*Do this:* Write out each of these rows again, replacing "whole pixels" with "integer pixels" everywhere and leaving the rest unchanged.

*Records shown:*
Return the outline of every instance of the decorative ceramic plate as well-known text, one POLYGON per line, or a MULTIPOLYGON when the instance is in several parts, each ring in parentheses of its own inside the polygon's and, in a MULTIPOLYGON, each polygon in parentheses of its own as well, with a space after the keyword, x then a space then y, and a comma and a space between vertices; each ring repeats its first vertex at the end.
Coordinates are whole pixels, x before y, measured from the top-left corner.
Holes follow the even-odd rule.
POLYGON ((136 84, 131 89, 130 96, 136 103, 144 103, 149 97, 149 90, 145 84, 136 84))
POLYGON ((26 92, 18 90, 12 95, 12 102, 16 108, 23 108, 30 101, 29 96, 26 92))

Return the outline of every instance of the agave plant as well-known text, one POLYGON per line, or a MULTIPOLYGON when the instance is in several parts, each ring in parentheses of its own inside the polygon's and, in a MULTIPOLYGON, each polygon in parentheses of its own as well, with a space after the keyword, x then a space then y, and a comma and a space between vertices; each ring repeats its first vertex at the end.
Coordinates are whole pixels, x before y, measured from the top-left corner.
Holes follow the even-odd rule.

*Worked answer:*
Return the outline of every instance of the decorative ceramic plate as well-known text, one POLYGON per line, or a MULTIPOLYGON when the instance is in several parts, each ring in parentheses of its own inside the polygon's and, in a MULTIPOLYGON, each polygon in parentheses of its own as well, with a space after the keyword, x then a space then y, and a comma and a space between vertices; each ring repeats its first vertex at the end.
Coordinates are integer pixels, x before y, measured from the top-left corner.
Holes follow the even-odd rule.
POLYGON ((136 84, 131 89, 130 96, 136 103, 144 103, 149 97, 149 90, 145 84, 136 84))
POLYGON ((26 92, 18 90, 12 95, 12 102, 16 108, 23 108, 30 101, 29 96, 26 92))

Return the outline of every instance of the agave plant as well-known text, one POLYGON per line, or a MULTIPOLYGON when the instance is in several parts, each ring in parentheses of its own inside the polygon's and, in a MULTIPOLYGON, each polygon in parentheses of its own as well, with a space after the keyword, x then a space then y, and a comma and a space between vertices; each ring repeats its first vertex at the end.
Coordinates are integer pixels, x before y, measured from the top-left corner.
Holes follow the even-odd rule.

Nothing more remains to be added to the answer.